EXTRACT TO READ:
+++++

Creamy, indulgent, and rich with the signature caramelized flavor of Biscoff cookies, these easy no‑bake Biscoff cheesecake cups are the ultimate individual desserts. Made with just a handful of ingredients and no oven required, they’re perfect for entertaining, special occasions, or simply satisfying your sweet tooth. Each jar features layers of melted cookie butter, a fluffy cream cheese filling, and a smooth Biscoff topping with a final touch of crushed cookies.

Why You’ll Love This Recipe

  • No baking necessary — great for warm weather or quick prep.

  • Only a few pantry staples required.

  • Perfect make-ahead dessert for guests.

  • Individually portioned for easy serving and presentation.

  • Full of creamy, spiced cookie butter flavor.

  • Elegant but incredibly easy to prepare.

  • Layers offer rich texture contrast: creamy, smooth, and a bit crunchy.

  • Ideal dessert for Biscoff lovers.

  • Customizable with toppings and mix-ins.

  • Can be made in under 15 minutes (plus chilling time).

Ingredients

(Tip: You’ll find the full list of ingredients and measurements in the recipe card below.)

+++++

COMPLETE THE FOLLOWING:
1. According to the Biscoff cheesecake cups recipe, how long does it take to make the dessert, not counting chilling time?
2. Write the next part of the Biscoff cheesecake cups recipe, picking up after its final line.

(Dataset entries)
+++++

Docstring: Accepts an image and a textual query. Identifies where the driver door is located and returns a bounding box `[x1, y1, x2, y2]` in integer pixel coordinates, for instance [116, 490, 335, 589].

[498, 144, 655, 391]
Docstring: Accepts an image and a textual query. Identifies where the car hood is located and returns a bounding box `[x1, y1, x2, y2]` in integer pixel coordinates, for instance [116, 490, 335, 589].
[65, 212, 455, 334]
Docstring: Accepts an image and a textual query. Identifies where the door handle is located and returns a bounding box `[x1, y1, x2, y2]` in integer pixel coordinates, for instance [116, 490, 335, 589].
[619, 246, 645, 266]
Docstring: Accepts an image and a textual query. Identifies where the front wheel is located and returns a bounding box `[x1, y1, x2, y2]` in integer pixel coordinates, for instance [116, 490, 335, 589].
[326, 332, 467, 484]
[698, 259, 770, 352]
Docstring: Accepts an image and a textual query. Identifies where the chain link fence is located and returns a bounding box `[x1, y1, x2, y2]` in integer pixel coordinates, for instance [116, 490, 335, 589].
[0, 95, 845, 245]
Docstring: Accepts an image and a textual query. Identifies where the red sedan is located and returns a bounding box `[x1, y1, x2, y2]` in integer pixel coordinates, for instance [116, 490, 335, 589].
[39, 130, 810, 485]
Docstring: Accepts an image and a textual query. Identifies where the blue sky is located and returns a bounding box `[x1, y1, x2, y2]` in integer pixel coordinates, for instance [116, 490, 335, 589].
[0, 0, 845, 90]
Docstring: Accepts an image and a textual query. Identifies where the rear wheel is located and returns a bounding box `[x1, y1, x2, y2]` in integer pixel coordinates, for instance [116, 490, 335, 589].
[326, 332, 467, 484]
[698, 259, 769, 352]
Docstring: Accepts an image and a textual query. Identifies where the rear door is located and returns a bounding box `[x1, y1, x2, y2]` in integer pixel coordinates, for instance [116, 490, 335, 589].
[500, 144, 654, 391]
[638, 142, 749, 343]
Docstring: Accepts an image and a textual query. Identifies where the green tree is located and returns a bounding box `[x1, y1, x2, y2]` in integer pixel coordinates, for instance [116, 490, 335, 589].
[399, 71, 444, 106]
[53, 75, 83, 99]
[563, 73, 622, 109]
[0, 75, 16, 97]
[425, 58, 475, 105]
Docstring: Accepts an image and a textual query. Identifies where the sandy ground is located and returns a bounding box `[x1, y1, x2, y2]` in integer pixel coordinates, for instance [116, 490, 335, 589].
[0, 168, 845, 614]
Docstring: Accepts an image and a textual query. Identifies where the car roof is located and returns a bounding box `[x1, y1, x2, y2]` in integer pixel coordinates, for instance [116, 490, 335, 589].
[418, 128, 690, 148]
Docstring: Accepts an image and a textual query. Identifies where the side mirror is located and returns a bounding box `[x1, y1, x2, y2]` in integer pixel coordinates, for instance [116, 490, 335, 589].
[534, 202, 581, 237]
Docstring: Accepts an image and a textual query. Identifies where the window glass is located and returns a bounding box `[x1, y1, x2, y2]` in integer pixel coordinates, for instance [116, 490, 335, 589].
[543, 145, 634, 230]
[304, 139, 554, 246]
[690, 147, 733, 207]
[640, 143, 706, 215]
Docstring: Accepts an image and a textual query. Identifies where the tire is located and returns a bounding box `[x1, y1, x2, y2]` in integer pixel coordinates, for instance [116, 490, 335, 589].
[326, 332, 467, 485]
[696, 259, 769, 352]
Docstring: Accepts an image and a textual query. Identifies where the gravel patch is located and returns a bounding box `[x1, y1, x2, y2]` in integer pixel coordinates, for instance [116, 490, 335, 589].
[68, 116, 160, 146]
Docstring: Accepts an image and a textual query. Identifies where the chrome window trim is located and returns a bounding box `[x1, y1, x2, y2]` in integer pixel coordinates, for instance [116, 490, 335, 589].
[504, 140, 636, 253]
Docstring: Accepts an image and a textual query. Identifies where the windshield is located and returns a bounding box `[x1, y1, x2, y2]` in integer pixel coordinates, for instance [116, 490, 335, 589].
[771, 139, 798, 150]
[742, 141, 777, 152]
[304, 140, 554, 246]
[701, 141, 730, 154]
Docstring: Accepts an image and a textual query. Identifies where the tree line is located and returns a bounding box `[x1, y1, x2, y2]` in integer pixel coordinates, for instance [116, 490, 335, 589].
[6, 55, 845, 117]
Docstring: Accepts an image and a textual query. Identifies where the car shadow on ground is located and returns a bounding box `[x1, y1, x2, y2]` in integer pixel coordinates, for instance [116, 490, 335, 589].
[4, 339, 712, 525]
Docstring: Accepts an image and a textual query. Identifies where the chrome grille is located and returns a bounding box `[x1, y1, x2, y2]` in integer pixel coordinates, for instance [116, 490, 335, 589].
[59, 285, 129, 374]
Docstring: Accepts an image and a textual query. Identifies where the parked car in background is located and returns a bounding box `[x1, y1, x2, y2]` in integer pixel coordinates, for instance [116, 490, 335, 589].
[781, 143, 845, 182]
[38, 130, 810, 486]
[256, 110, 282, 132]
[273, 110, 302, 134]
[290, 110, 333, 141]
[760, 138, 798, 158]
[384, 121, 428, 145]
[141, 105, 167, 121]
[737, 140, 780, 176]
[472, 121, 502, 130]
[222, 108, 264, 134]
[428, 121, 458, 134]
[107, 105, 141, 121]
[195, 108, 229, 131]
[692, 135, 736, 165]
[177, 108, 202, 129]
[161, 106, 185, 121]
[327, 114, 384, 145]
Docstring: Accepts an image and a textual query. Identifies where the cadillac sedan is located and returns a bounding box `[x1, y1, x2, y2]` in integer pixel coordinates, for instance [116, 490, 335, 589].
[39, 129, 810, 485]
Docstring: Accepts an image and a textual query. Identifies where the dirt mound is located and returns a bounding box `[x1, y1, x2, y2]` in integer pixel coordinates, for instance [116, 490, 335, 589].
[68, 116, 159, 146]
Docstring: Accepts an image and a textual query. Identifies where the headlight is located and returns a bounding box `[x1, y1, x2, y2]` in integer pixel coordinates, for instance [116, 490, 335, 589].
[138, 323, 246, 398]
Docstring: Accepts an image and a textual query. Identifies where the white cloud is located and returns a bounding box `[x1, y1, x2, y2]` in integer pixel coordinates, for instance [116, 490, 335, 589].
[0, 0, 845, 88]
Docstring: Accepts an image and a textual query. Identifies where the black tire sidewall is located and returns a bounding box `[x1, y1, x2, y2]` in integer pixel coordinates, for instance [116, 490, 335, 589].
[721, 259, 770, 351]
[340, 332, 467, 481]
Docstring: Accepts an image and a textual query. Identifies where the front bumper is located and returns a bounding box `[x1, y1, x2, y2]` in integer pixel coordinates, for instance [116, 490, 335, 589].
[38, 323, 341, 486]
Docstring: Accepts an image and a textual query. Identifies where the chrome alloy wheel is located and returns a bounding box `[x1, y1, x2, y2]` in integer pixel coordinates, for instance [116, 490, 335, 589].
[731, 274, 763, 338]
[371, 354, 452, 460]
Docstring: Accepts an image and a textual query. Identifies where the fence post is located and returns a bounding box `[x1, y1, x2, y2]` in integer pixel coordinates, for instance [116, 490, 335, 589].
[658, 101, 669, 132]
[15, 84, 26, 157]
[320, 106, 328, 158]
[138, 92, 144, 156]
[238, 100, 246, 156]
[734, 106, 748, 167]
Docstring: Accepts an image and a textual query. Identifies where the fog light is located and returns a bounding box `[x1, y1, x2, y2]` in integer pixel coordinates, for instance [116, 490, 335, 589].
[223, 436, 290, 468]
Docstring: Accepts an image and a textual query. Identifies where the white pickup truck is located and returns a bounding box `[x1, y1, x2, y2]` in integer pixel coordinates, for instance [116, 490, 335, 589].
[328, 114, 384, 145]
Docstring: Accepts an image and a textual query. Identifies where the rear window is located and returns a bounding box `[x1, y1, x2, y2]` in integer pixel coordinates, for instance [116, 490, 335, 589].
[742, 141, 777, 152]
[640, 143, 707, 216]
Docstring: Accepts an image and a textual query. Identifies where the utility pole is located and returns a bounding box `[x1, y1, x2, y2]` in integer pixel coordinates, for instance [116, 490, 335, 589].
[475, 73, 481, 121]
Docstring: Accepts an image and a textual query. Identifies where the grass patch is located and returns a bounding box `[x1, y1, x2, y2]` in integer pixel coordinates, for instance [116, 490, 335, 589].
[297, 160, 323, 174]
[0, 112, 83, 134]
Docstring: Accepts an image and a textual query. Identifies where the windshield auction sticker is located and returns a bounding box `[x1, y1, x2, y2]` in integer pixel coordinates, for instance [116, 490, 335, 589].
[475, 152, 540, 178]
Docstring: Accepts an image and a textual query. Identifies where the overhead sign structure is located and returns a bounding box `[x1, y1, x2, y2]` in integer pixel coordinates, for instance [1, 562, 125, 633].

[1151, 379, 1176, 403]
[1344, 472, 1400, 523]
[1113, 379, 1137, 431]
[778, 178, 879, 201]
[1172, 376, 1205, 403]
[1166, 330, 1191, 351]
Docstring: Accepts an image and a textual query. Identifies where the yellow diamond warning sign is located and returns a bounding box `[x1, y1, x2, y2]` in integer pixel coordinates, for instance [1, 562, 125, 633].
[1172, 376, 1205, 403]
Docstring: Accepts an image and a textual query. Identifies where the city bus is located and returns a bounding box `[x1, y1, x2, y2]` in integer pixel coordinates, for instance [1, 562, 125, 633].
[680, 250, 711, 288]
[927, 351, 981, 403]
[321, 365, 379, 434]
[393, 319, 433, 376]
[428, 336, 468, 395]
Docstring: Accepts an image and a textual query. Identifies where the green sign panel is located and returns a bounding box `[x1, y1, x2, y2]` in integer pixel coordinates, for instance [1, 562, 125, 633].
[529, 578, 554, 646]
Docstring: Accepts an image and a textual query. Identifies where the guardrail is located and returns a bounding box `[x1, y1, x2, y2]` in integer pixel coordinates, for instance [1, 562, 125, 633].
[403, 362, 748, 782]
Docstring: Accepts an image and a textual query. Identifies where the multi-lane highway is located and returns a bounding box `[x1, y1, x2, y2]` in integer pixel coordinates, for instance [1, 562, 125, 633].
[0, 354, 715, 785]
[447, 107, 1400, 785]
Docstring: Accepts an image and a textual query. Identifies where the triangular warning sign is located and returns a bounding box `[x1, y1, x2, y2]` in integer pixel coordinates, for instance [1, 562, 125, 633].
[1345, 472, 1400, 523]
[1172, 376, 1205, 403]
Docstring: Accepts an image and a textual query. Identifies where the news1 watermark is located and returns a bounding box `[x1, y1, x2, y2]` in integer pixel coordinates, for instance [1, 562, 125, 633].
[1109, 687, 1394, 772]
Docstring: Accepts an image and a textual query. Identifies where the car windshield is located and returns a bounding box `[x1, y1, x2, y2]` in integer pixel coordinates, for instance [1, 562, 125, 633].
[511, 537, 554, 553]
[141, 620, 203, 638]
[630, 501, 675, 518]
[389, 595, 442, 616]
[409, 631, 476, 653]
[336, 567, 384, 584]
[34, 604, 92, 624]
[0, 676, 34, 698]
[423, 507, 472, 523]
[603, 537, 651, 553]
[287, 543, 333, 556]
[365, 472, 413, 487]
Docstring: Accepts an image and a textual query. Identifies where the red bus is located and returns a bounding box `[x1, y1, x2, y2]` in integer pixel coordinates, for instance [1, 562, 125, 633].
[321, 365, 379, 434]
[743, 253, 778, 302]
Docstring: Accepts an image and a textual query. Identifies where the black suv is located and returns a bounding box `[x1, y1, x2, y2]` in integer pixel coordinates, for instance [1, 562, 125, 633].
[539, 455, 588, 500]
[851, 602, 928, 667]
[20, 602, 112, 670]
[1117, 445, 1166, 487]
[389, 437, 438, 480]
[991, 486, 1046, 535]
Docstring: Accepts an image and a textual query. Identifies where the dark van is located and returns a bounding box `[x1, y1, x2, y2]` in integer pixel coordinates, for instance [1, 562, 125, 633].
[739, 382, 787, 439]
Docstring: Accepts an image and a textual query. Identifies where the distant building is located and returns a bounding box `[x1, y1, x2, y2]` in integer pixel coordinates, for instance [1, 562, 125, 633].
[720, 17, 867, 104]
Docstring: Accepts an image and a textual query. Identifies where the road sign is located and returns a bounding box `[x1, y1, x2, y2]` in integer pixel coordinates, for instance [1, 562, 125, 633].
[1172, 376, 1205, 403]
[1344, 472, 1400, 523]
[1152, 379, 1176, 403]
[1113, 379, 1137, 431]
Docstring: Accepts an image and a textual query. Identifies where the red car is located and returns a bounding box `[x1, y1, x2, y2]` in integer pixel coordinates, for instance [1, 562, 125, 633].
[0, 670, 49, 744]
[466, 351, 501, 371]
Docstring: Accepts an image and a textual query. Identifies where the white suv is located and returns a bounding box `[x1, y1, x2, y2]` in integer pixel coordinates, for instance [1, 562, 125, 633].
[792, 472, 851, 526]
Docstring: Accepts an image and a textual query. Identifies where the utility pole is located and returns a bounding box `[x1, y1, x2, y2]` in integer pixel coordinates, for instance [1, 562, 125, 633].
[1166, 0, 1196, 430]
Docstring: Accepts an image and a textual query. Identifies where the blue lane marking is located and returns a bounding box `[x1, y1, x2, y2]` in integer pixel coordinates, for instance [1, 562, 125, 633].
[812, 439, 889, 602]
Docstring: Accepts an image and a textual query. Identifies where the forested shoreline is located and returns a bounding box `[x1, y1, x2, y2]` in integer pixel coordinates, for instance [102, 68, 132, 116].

+++++

FINAL RESULTS:
1. Under 15 minutes.

2.
For the Biscoff Base

  • 8 tablespoons smooth Biscoff spread (divided into 2 tablespoons per dessert cup)
    This melted spread creates a rich, flavorful base layer in each jar.

For the Whipped Biscoff Cheesecake Filling

  • ¾ cup heavy cream (must be at least 33% fat content)
    Whipped to stiff peaks, this provides the light and airy structure of the cheesecake layer.

  • 7 ounces full-fat cream cheese, softened to room temperature
    Delivers the classic cheesecake richness and helps stabilize the filling.

  • ½ cup smooth Biscoff spread
    Blended with the cream cheese for deep cookie butter flavor throughout.

For the Topping

  • 8 to 12 tablespoons smooth Biscoff spread, melted
    This glossy top layer gives each cup a beautiful finish and extra decadence.

  • 6 to 8 Biscoff cookies, crushed
    Adds a bit of crunch and contrast on top before serving.

Directions

  1. Chill the mixing bowl: Place a metal mixing bowl in the freezer for 10 minutes. This helps the cream whip faster and hold its structure.

  2. Whip the cream: Remove the chilled bowl from the freezer, pour in the heavy cream, and whip using a hand mixer. Start on low speed, then increase to medium-high. Beat until stiff peaks form. Set aside.

  3. Make the cheesecake base: In a separate bowl, beat the softened cream cheese with ½ cup of Biscoff spread until the mixture is completely smooth. Don’t overmix, as it can loosen the structure.

  4. Combine cream and filling: Gently fold the whipped cream into the cream cheese and Biscoff mixture in two batches. This keeps the mixture airy and smooth. Chill it while preparing the jars.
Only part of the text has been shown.